» **DIRECTIVE**
Reproduce the records below character for character, beginning at the line that contains "548L495 619L419 766L1002" and stopping after the line that contains "positive clicks: (686, 519)".

» **MATERIAL SHOWN**

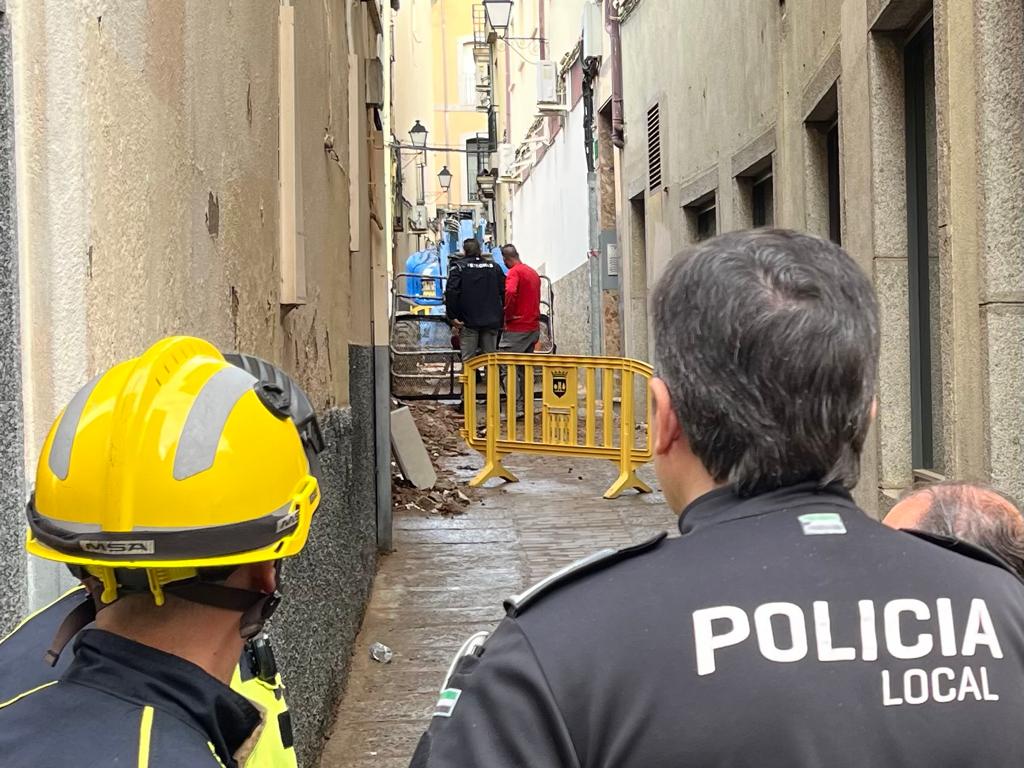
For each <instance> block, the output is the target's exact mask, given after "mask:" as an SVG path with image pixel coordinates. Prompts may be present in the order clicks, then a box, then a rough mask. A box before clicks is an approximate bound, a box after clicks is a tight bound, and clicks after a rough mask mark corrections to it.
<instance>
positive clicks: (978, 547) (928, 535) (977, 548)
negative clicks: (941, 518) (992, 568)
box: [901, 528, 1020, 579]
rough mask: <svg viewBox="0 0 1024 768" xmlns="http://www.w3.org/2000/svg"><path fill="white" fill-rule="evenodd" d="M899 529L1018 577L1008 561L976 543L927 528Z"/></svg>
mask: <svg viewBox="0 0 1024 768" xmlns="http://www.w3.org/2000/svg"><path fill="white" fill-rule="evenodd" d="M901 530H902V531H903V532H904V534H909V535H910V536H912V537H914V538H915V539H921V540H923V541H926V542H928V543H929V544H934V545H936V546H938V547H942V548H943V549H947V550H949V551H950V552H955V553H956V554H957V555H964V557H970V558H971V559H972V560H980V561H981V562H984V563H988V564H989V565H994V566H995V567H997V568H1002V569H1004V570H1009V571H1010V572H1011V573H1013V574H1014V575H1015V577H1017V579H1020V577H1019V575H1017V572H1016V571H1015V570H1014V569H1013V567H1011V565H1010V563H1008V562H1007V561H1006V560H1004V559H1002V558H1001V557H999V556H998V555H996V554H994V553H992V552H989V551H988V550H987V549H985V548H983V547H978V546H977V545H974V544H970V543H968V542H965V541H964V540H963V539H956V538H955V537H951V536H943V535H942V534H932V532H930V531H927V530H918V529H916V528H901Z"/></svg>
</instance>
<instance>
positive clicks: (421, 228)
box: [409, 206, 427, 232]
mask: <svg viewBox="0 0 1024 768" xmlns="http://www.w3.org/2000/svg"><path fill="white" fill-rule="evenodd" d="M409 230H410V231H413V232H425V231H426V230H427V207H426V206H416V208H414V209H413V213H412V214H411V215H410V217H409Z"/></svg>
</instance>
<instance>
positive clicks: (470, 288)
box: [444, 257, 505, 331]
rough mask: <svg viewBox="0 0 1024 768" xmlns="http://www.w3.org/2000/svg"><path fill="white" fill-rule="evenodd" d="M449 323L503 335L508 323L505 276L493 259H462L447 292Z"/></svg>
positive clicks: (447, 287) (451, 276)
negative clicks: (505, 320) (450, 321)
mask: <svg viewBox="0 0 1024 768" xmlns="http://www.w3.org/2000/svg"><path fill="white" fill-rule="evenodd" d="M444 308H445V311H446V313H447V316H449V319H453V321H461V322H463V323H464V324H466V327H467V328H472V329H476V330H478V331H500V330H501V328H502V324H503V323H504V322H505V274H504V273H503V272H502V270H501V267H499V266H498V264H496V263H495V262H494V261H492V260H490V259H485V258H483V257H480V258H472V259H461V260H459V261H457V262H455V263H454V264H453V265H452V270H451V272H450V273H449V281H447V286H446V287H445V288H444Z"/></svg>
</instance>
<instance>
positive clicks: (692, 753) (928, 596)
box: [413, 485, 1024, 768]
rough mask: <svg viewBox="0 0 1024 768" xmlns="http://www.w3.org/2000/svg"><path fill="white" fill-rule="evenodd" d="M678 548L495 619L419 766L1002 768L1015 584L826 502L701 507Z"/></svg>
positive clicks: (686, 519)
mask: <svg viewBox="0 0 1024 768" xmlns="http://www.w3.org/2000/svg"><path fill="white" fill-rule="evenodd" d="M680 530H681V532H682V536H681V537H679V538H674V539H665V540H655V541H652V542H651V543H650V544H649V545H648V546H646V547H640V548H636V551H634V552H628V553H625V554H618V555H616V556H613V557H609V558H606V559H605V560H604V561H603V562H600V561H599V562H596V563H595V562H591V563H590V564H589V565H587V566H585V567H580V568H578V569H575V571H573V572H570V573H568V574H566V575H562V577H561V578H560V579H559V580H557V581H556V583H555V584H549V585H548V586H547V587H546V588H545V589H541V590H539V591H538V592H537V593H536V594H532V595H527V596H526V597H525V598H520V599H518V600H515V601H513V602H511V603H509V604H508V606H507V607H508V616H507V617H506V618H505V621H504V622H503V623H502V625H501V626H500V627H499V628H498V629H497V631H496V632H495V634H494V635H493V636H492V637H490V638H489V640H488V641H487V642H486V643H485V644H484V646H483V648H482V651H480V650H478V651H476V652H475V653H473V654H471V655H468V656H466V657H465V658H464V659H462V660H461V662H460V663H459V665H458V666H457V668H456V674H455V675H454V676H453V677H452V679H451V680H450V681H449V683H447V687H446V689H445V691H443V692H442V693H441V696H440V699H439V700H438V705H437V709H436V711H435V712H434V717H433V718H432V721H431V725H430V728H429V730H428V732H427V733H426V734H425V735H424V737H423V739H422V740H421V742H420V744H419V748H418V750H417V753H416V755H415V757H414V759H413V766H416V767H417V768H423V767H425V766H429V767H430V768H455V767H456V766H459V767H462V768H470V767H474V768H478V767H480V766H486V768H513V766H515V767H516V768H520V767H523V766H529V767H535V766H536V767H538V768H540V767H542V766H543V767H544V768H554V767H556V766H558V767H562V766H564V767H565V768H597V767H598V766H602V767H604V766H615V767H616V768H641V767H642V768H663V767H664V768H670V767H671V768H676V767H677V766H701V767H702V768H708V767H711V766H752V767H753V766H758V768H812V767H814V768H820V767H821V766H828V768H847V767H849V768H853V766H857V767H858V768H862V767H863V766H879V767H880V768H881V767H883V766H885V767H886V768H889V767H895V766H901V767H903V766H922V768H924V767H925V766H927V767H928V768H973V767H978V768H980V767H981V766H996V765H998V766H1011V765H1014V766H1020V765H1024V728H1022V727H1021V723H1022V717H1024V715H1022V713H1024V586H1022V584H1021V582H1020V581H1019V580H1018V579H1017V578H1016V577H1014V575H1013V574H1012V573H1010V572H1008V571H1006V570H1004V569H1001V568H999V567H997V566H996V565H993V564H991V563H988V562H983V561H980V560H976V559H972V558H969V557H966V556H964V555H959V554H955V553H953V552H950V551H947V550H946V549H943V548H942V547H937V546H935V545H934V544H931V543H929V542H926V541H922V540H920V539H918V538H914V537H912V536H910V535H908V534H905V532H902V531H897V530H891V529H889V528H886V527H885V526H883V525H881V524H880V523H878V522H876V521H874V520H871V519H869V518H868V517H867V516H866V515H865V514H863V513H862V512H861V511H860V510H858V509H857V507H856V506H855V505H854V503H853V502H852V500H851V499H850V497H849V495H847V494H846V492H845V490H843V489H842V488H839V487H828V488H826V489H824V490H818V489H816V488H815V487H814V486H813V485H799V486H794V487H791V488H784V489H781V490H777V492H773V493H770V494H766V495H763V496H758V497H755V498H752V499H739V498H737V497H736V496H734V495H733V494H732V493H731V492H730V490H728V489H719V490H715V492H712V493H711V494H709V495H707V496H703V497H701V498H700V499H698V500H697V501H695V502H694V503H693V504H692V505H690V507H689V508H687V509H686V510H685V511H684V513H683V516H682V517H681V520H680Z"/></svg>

* * *

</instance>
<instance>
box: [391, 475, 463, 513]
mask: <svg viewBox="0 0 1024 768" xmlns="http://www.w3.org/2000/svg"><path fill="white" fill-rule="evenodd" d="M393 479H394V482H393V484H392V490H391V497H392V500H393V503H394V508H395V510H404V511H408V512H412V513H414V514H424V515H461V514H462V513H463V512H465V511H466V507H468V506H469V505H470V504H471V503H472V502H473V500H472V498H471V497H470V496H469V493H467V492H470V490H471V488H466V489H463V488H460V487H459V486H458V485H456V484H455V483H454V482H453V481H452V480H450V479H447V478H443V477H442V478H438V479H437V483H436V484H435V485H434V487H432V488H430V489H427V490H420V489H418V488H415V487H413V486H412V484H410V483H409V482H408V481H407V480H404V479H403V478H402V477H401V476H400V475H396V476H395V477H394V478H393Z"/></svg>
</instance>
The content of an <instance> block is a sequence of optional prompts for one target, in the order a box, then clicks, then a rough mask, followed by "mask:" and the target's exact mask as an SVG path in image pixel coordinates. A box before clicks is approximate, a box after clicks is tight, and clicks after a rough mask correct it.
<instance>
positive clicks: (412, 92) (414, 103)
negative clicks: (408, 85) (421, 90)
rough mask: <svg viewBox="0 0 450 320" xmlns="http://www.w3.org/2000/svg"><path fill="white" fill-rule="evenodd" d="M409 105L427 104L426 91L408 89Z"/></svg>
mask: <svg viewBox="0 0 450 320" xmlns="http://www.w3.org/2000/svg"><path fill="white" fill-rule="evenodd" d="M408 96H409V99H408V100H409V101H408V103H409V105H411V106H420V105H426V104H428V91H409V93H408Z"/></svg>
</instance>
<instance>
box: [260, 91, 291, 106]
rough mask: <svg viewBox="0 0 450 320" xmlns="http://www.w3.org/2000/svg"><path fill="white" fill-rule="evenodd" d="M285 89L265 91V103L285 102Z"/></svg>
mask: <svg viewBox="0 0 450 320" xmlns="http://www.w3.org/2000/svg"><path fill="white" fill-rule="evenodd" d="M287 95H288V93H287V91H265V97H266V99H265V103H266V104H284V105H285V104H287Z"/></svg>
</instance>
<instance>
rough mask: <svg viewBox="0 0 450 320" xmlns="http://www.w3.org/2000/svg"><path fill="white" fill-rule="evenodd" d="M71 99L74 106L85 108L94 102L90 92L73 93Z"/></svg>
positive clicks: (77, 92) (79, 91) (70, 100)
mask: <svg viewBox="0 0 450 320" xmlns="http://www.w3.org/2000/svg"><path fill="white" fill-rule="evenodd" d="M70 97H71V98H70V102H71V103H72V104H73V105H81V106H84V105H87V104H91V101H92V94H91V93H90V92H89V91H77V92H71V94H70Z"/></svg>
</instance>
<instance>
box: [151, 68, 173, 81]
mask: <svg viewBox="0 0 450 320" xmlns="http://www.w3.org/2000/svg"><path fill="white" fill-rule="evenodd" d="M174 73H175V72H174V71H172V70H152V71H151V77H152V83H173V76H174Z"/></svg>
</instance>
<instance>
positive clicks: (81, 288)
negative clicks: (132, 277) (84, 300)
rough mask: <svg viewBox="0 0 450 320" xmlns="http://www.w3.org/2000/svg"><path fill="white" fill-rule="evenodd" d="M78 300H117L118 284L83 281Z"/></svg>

» **TASK RESPONSE**
rough mask: <svg viewBox="0 0 1024 768" xmlns="http://www.w3.org/2000/svg"><path fill="white" fill-rule="evenodd" d="M678 548L495 619L419 766L1002 768L1015 584L826 502L701 507Z"/></svg>
positive clicks: (686, 519)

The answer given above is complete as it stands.